- _Document text_
* * * * * * *

Medi-Pot Patient Sues Wal-Mart

Man survives cancer, but not Wal-Mart

Medi-Pot Patient Sues Wal-Mart

How does Wal-Mart prove that it doesn't mistreat its workers? By firing a model employee with an inoperable brain tumor after finding out he uses medi-pot, that's how.

For years the nation's largest retailer, smiley-faced Wal-Mart, has be saddled with accusations that it mistreats its workers. Though the retailer generally protests those characterizations, Wal-Mart hasn't done much to counter the image – and that's especially true in the case of Joseph Casias. Casias works at Wal-Mart because he actually likes it: He rose from an entry-level grocery stocker to inventory control manager in just four years. In 2008, he was named employee of the year of his Battle Creek, Mich., store.

Of course that was before management found out that Casias is also a medi-mari patient.

Casias has lived for 10 years with sinus cancer and an inoperable brain tumor. Traditional medicines – that is, pharmaceuticals – haven't helped and he's lived with constant pain, his lawyers argue in a recently filed lawsuit. So, after Michigan voters in 2008 legalized medi-pot for qualified patients, like Casias, the 30-year-old's doctor suggested that Casias try it. He did and it worked – and well: the pot kept the nausea and pain at bay and actually allowed him to gain back some of the weight he'd lost over the years. He was, his lawyers argue, feeling pretty good.

That is until he was injured at work and was given a drug test during treatment. There were cannabinoids in his system and that was that as far as Wal-Mart was concerned – even though Casias was able to show that he was a state-registered medi-mari user. According to Wal-Mart, that doesn't matter: Wal-Mart has a zero-tolerance for drug use and requires drug screening when there are workplace injuries, a spokesman for the retailer told the Detroit Free Press.

* * * * * * *

- _Activity_
Resume the article on Joseph Casias's dismissal from Wal-Mart, picking up right after its last sentence.

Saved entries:
* * * * * * *

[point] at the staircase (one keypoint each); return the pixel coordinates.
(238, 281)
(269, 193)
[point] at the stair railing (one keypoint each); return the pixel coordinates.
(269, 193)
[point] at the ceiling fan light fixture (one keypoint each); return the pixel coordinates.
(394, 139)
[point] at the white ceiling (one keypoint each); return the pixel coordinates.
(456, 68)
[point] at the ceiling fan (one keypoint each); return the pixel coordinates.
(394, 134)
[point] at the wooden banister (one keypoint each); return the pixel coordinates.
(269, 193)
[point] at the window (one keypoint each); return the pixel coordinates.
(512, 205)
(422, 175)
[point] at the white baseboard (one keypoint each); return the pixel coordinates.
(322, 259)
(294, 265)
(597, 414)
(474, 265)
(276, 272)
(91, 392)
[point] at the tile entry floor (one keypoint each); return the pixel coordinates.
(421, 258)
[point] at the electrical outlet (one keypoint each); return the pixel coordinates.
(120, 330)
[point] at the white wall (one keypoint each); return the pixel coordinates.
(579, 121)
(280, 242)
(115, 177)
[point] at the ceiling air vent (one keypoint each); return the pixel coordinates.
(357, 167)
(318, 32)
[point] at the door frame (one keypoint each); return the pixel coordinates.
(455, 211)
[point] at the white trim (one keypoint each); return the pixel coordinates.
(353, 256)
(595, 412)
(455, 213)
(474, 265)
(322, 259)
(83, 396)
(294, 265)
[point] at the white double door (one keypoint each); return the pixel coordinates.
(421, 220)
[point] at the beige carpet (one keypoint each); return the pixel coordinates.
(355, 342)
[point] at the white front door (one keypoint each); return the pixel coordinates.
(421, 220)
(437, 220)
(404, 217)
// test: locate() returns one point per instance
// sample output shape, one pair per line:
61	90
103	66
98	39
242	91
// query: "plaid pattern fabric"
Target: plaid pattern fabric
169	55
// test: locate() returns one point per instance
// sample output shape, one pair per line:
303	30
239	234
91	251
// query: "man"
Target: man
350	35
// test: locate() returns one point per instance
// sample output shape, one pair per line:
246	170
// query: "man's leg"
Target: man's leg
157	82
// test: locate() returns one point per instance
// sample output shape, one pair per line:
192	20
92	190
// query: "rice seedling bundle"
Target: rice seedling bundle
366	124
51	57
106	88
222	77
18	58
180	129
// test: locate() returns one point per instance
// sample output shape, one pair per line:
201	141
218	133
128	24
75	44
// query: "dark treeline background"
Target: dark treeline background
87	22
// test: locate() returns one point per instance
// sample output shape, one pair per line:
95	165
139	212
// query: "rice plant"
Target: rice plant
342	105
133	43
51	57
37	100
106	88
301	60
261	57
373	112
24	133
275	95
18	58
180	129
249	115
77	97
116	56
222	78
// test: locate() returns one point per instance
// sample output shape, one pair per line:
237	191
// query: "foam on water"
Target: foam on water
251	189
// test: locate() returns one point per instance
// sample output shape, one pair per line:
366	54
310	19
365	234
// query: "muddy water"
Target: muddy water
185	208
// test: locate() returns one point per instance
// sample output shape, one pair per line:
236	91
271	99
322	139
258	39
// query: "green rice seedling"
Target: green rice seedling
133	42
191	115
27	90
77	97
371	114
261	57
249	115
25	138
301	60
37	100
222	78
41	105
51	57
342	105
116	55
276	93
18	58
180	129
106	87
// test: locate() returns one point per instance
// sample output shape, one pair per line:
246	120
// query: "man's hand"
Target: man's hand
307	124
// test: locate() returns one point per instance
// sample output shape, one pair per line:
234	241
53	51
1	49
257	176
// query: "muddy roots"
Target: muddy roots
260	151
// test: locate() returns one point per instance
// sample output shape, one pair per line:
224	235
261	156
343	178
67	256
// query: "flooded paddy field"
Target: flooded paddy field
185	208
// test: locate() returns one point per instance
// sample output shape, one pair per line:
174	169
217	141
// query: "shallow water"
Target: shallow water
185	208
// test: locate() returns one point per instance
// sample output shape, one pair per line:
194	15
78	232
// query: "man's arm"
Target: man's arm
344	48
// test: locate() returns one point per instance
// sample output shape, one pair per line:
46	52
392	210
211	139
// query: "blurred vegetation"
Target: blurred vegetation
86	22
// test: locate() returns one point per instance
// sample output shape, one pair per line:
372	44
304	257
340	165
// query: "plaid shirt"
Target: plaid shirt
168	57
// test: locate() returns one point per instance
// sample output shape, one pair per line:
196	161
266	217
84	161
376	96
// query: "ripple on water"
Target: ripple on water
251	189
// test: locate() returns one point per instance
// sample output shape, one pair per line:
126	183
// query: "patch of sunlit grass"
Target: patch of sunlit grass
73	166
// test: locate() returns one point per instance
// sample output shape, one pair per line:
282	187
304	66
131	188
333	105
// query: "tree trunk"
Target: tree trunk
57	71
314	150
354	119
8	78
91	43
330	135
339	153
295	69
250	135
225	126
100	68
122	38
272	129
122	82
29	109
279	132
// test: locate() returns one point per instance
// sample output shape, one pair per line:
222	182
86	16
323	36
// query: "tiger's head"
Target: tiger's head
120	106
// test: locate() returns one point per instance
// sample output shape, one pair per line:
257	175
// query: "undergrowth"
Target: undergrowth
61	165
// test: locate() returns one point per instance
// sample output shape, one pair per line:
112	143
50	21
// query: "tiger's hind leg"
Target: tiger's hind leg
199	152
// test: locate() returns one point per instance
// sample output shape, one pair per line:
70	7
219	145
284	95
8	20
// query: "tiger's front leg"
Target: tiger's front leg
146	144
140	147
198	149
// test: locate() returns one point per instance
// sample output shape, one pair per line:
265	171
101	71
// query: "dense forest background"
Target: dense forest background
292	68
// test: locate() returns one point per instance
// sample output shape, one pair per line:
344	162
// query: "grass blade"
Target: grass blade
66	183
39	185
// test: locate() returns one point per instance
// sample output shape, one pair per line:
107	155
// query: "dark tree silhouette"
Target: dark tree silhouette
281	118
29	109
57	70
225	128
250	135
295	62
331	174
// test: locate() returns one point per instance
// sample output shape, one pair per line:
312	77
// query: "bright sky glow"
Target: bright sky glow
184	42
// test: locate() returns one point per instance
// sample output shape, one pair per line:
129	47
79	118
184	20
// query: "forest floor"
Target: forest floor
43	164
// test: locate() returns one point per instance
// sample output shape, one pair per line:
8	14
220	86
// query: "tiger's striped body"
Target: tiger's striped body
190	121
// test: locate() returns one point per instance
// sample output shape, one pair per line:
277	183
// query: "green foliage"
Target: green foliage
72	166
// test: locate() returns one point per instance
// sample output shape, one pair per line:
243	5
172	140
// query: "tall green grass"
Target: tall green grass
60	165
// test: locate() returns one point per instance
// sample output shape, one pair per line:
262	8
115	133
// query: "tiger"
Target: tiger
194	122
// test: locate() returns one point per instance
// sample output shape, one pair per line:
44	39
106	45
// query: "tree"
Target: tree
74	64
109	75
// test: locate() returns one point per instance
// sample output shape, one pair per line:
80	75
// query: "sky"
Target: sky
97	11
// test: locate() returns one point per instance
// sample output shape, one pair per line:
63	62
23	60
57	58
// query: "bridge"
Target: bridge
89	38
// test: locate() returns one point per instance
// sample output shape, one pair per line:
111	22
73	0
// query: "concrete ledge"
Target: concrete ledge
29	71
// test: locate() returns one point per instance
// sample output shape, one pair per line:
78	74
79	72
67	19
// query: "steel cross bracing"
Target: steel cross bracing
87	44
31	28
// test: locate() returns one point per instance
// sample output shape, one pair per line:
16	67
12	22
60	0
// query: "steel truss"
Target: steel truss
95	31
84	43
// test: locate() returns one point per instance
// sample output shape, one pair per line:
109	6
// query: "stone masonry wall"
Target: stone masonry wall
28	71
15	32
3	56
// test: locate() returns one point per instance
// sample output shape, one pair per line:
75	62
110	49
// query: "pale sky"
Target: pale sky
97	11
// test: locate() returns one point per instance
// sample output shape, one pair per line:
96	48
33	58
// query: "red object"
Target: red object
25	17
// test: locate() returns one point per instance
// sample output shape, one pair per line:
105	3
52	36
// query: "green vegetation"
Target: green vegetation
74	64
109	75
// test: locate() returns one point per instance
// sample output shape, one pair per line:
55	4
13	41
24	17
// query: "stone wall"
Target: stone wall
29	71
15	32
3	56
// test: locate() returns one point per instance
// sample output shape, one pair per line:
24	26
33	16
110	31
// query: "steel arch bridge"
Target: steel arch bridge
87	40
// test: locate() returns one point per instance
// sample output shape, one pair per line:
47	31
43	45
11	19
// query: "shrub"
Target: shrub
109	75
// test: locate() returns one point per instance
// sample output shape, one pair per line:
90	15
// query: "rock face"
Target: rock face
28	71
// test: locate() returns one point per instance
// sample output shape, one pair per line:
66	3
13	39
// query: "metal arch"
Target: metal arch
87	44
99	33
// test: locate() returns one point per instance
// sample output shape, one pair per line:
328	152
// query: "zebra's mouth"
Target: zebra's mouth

* * * * * * *

- _Response below_
But Casias' lawyers say Wal-Mart's actions are in direct violation of the popularly-enacted law that protects individuals not only against criminal action but also against adverse employment action as a result of their state-regulated pot use. Wal-Mart is "a very large corporation," Dan Korobkin, a staff attorney with the ACLU of Michigan, which represents Casias told the FreeP, but "they don't write the laws."

Indeed, the Michigan medi-pot law contains a provision to protect users from arrest and other adverse actions. State-registered patients "shall not be subject to arrest, prosecution, or penalty in any manner, or denied any right or privilege, including but not limited to civil penalty or disciplinary action by a business or occupational or professional licensing board or bureau, for the medical use of marihuana in accordance with this act," reads the law.

The law doesn't require employers to make any special considerations for medi-pot-using employees – like accommodations for toking while on duty. Still, how Casias' lawsuit will come out in the wash is unclear: adverse employment actions based on medi-pot smoking in other states (notably a recent court ruling in Oregon) haven't resolved in favor of the employee.

Still, in Casias' case, it seems Wal-Mart is going out of its way just to behave like an ogre: According to the Marijuana Policy Project, which first blogged about Casias' case in March, the Arkansas-based retailer at first not only fired Casias but also sought to block his access to unemployment benefits. The chain has apparently relented on this point, but still won't give Casias his job back, which is what he really wants. "For some people, working at Wal-Mart is just a job, but for me, it was a way of life," Casias said. "I came to Wal-Mart for a better opportunity for my family and I worked hard and proved myself. I just want the opportunity to continue my work."